TEXT SEGMENT.
※ ※ ※

David Ferber has over 20 years of experience in the credit industry focusing on the technical development and growth of Equifax’s data platforms. This includes Equifax’s state of the art big data analytics platform that provides valuable cost effective insights and analytics, on its wide range of differentiated data sources. At Equifax, David has held multiple positions; Vice President of Technology, Decision 360 Technology Leader, Enterprise Data Leader and most recently Solutions Delivery Leader within Equifax’s Data & Analytics organization. David holds a degree in Computer Science from North Georgia College.
Pinaki Ghosh has over 20 years of industry experience of which 17 years at Equifax building data management and real-time decisioning platforms with strong background in software development, IT and data management. This includes building cutting edge Big Data Platforms which provides high speed access to differentiated data for building rich and actionable insights for Equifax and its clients. Pinaki is passionate and expert in the disciplines of Data Quality, Data Management, Entity.
This session was recorded in NYC on October 22nd, 2019.
Read the Full Transcript
Thank you so much. My name is David Ferber. I have Pinaki here with me.
Thank you for inviting us Sri, Kerry, and the H2O team. It’s our pleasure to come here and talk to you today about what’s going on at Equifax. I apologize ahead of time. I had laryngitis, Thursday. I could not talk at all. So I was in a little panic mode. So Pinaki may do most of the heavy lifting today, depending on how the voice holds up. So thank you so much.
So today, we’re going to talk about transformations. Transformations driven by innovation. And at Equifax, we are in a major transformation mode right now. And there’s a lot of new things happening. And I want to talk a little bit about that. And we’re also going to talk about how AI and our analytical platforms are enabling our customers to do more, supporting consumers with their financial lives.
As you can see here, some transformations are personal. Me personally, I was a crazy computer scientist, 25 years ago. Working, coming out of college and working for Equifax, to the person I am today here, talking about AI at a conference. It’s kind of funny if you know me personally. It’s been a big transformation for me. But we’ve also done a lot with our technology platforms in migrating from mainframes to proprietary supercomputers, to commercially available distributed platforms. And now, we’re moving to the cloud.
So to be relevant, innovation has to impact a challenge or to help a community, right? So what we were looking for at Equifax is how can we be better at supporting our consumers around the world, not just in the U.S. And so, our new tagline is helping people live their financial best. And it’s a very important thing, if you think about the people that are impacted globally, by the data that we have and the analytics that we use against that data. And so, today we’re going to talk a little bit about that. But I really want to dive into the impact that we have worldwide on the consumers, and how are we doing that. So you think about what we do at Equifax. We have data. We have over a billion consumers represented in our data assets across the globe. But if you think about the positive impacts that we’ve had on those people around the world, I want to touch on a few of these highlights.
9 million people were able to further their education by getting student loans, using our data. 12 million people are able to get access to healthcare through our verification of income and employment data. 400 million consumers are protected from fraud in Europe. 8 million people in Latin America are getting access to credit. 12 million people, I’m sorry, 32 million people were able to buy a vehicle with our data. So getting that loan to buy that new car. Major impacts on people’s and major decisions that are being made, leveraging the assets that we’re collecting, analyzing, and producing. But, so how do we do that? How do we make it better? How do we enable more consumers to get access to credit, and have the lives that they really want? And that comes to our next vision here. It’s about data obviously, but data is just one piece of the puzzle. The advanced analytics.

※ ※ ※

TASK DETAILS.
From the Equifax talk, extract the passage that begins at the words "Read the Full" and stops after "their financial lives.". The lines below come from a separate source.

COLLECTED MATERIAL.
※ ※ ※

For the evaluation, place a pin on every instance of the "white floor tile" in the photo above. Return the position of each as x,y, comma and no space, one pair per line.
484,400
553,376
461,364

※ ※ ※

COMPLETE RESPONSE.
Read the Full Transcript
Thank you so much. My name is David Ferber. I have Pinaki here with me.
Thank you for inviting us Sri, Kerry, and the H2O team. It’s our pleasure to come here and talk to you today about what’s going on at Equifax. I apologize ahead of time. I had laryngitis, Thursday. I could not talk at all. So I was in a little panic mode. So Pinaki may do most of the heavy lifting today, depending on how the voice holds up. So thank you so much.
So today, we’re going to talk about transformations. Transformations driven by innovation. And at Equifax, we are in a major transformation mode right now. And there’s a lot of new things happening. And I want to talk a little bit about that. And we’re also going to talk about how AI and our analytical platforms are enabling our customers to do more, supporting consumers with their financial lives.